§ Instructions to follow: Any picture in the listing is left out of the copy; all else is duplicated exactly.

§ Provided entries:
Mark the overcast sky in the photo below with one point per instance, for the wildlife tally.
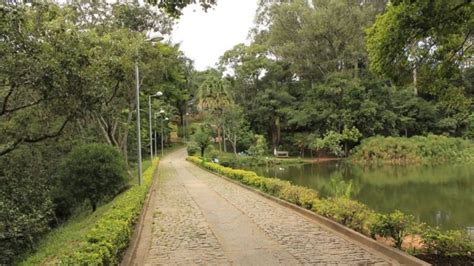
(204, 37)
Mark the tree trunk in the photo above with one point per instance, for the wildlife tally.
(94, 205)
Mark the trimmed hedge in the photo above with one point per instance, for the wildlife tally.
(431, 149)
(109, 238)
(354, 214)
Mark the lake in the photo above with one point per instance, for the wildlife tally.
(438, 195)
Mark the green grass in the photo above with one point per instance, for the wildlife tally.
(66, 238)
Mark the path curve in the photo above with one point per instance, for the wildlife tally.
(200, 218)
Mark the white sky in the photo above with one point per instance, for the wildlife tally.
(204, 37)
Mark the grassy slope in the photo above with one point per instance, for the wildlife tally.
(64, 239)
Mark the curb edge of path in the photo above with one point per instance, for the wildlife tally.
(390, 252)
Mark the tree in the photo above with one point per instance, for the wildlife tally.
(349, 135)
(214, 97)
(202, 138)
(234, 125)
(94, 172)
(26, 208)
(421, 41)
(43, 80)
(260, 146)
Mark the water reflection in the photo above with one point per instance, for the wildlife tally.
(438, 195)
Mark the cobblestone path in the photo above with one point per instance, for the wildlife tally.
(202, 219)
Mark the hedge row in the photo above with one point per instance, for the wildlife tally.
(431, 149)
(353, 214)
(108, 239)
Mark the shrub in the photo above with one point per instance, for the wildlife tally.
(192, 148)
(431, 149)
(94, 172)
(348, 212)
(108, 239)
(25, 204)
(395, 225)
(449, 243)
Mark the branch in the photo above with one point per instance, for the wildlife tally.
(12, 146)
(49, 136)
(114, 93)
(5, 100)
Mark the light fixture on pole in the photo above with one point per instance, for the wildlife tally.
(162, 134)
(151, 37)
(162, 112)
(184, 126)
(158, 94)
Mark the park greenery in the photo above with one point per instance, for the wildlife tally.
(67, 80)
(319, 76)
(381, 81)
(455, 245)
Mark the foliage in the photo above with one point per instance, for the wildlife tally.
(339, 188)
(234, 125)
(395, 225)
(93, 172)
(108, 239)
(432, 37)
(259, 148)
(431, 149)
(449, 243)
(26, 207)
(192, 148)
(349, 135)
(202, 138)
(345, 211)
(42, 74)
(350, 213)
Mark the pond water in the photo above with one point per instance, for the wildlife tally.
(438, 195)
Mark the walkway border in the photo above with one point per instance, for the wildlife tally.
(392, 253)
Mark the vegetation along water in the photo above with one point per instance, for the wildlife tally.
(440, 195)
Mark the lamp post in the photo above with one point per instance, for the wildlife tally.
(184, 125)
(157, 37)
(156, 134)
(162, 112)
(158, 94)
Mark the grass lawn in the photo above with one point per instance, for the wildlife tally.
(65, 238)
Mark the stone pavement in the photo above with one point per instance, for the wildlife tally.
(202, 219)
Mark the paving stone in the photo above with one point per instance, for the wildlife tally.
(202, 219)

§ Result of this task:
Mark the overcast sky in the photo below with one point per instance, for the wildlife tally.
(204, 37)
Mark the tree trunk in the photo above with one point per instance, for the wildlife tally.
(94, 205)
Mark the trimmed hedge in the photo above with one point per instance, for the wildlife tally.
(431, 149)
(109, 238)
(354, 214)
Mark the lake in the photo above with one point per instance, for the wildlife tally.
(438, 195)
Mark the green grass in the photo above with one point per instance, for the wildlife tally.
(66, 238)
Mark the path curve in the photo above with one point per instance, for the wildlife tally.
(200, 218)
Mark the white sky in the photo above with one point per instance, for the wildlife tally.
(204, 37)
Mark the grassy slope in the photo above with one point per instance, for the wildlife tally.
(64, 239)
Mark the curb edge of path in the photo above with one point per instance, for the wildlife tally.
(390, 252)
Mark the tree in the photo above with one point per instance, for the wildlife tally.
(349, 135)
(214, 97)
(202, 138)
(234, 125)
(94, 172)
(26, 208)
(421, 41)
(43, 80)
(260, 146)
Mark the water reflection in the photo above with one point per instance, for the wildlife tally.
(438, 195)
Mark the cobblestone path in the photo above with one point per instance, for the wildlife tally.
(202, 219)
Mark the hedge row in the photo above with one point per instance, for the wildlife tally.
(431, 149)
(353, 214)
(108, 239)
Mark the shrub in the photo above with one point per instance, for the wildlife tally.
(192, 148)
(431, 149)
(94, 172)
(348, 212)
(108, 239)
(25, 204)
(395, 225)
(449, 243)
Mark the branch in the photo above with one point per instance, for the wildlife tally.
(12, 146)
(49, 136)
(114, 93)
(5, 100)
Mark the light fixture on pole in the photo above with one point per instance, for the wildlife tally.
(162, 134)
(151, 37)
(162, 112)
(184, 126)
(158, 94)
Mark the park greenery in the photo above with one point per instance, for the wildlife tally.
(67, 80)
(319, 76)
(381, 81)
(455, 245)
Mark the foliage in the photo above with one point per instance, for the wildlife tally.
(339, 188)
(234, 125)
(395, 225)
(93, 172)
(108, 239)
(432, 37)
(259, 148)
(431, 149)
(449, 243)
(26, 207)
(192, 148)
(349, 135)
(202, 138)
(345, 211)
(42, 74)
(350, 213)
Mark the pond water in the photo above with one point per instance, for the wildlife tally.
(438, 195)
Mark the walkway border in the photo above with one point per instance, for the wildlife tally.
(392, 253)
Mark the vegetation along water in the photo above with one point per instance, for the wildlife tally.
(440, 195)
Mark the lamp post in the photo above with one point per instance, for the wildlife tally.
(184, 125)
(157, 37)
(156, 134)
(162, 112)
(158, 94)
Mark the grass lawn in the photo above with one point per instance, for the wildlife tally.
(65, 238)
Mark the stone pavement in the photo above with one point per instance, for the wildlife tally.
(202, 219)
Mark the paving stone in the photo above with one point per instance, for the wildlife tally.
(202, 219)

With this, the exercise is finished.